── Dataset records ──

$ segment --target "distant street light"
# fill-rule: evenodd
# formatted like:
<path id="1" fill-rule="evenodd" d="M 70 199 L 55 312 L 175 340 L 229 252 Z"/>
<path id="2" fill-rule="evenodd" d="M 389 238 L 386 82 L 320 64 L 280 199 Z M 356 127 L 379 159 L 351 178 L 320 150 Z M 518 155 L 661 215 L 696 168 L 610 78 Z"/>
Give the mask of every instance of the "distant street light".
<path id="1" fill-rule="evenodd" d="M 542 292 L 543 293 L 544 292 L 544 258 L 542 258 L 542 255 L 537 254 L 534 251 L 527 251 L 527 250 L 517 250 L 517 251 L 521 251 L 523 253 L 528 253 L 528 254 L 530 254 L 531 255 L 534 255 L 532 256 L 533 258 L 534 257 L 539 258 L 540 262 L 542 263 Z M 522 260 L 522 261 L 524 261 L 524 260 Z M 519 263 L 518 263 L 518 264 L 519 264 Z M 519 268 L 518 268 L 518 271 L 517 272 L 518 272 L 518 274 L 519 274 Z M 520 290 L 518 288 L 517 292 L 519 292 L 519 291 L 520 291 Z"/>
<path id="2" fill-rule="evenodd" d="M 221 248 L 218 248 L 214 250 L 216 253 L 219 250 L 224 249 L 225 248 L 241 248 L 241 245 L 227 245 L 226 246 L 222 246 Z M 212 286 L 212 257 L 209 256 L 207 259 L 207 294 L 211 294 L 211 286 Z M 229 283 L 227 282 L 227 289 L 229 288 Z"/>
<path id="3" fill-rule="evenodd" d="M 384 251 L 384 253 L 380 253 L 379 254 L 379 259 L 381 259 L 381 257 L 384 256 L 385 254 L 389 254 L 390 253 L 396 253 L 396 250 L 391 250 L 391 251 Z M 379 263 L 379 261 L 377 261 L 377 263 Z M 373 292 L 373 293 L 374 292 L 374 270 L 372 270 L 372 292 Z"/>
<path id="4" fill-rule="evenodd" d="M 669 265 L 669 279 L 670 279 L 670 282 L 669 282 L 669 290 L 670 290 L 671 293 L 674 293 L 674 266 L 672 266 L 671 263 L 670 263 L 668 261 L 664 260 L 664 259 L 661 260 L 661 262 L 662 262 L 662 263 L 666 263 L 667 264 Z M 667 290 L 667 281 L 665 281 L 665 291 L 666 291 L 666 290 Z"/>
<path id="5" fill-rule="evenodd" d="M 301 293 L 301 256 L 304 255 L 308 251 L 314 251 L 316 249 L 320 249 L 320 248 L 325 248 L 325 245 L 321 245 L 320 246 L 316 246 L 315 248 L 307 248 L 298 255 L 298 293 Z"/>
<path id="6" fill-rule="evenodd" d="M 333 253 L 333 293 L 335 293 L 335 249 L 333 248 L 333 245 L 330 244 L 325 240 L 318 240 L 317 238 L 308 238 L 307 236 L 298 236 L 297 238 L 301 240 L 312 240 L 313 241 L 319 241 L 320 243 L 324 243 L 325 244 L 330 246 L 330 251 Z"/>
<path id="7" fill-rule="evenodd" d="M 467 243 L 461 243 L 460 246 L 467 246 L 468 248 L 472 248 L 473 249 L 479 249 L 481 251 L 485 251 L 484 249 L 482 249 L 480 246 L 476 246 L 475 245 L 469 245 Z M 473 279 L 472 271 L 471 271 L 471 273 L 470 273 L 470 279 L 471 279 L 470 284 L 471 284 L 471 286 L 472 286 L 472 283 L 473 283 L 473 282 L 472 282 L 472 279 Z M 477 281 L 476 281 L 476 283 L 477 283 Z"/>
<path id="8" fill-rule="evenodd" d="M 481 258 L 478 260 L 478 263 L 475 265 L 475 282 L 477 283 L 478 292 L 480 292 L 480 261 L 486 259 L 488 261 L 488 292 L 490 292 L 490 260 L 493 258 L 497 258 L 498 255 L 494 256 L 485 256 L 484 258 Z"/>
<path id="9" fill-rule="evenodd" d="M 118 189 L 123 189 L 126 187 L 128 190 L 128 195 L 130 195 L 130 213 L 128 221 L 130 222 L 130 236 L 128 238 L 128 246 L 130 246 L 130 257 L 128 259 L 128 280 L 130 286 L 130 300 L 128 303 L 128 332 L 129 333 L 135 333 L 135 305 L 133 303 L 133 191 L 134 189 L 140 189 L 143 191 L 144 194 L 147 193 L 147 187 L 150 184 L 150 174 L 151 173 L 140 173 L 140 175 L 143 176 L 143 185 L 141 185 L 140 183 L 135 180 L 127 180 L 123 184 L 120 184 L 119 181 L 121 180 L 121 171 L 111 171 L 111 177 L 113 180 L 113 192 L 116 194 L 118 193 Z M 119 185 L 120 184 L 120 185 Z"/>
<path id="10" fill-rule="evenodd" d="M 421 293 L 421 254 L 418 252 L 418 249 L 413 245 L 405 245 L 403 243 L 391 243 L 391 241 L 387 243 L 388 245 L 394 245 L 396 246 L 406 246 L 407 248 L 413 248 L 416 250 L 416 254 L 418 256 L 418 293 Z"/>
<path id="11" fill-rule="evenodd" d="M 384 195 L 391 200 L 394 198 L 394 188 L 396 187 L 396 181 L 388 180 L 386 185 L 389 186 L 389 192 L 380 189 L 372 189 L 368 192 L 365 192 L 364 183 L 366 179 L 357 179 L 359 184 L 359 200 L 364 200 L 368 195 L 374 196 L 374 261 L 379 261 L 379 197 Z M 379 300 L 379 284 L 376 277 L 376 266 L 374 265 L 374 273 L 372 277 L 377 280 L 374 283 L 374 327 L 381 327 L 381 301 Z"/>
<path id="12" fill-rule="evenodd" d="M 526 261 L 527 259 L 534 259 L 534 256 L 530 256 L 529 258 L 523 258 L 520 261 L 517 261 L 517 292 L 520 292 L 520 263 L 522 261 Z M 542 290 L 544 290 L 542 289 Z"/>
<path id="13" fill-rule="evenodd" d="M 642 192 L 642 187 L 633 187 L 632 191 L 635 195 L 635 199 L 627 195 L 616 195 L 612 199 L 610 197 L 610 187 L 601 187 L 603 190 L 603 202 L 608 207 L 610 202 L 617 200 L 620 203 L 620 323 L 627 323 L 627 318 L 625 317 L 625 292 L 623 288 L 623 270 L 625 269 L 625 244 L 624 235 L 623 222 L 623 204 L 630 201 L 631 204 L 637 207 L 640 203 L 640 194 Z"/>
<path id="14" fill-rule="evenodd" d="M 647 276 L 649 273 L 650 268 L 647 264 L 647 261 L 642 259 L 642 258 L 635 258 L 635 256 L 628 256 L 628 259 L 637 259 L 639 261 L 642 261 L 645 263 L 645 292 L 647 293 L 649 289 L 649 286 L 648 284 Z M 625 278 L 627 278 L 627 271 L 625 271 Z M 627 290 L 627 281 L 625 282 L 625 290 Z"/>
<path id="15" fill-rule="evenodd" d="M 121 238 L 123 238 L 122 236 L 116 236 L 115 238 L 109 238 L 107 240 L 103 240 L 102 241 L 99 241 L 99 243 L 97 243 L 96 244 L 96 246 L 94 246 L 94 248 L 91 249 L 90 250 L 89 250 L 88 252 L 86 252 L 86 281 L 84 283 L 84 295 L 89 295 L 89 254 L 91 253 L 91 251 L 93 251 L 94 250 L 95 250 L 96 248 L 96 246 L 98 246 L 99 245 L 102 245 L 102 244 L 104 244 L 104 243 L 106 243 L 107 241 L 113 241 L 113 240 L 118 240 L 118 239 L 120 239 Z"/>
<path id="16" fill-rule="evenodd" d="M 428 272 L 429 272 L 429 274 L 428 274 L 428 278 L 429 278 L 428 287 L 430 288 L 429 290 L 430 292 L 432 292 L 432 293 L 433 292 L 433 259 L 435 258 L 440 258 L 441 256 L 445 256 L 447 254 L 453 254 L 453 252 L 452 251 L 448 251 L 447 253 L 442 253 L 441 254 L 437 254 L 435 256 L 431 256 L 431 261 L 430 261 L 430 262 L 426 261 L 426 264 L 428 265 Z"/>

───

### Instructions for the task
Can you reproduce, character for character, the entries from their very start through the line containing "Give the mask", with that line included?

### Expected answer
$ segment --target "distant street light"
# fill-rule: evenodd
# formatted like:
<path id="1" fill-rule="evenodd" d="M 70 199 L 55 312 L 175 340 L 229 252 Z"/>
<path id="2" fill-rule="evenodd" d="M 389 238 L 386 82 L 320 64 L 280 199 Z M 356 127 L 379 159 L 351 178 L 320 150 Z M 518 155 L 661 215 L 696 168 L 610 78 Z"/>
Give the mask of every instance of the "distant street light".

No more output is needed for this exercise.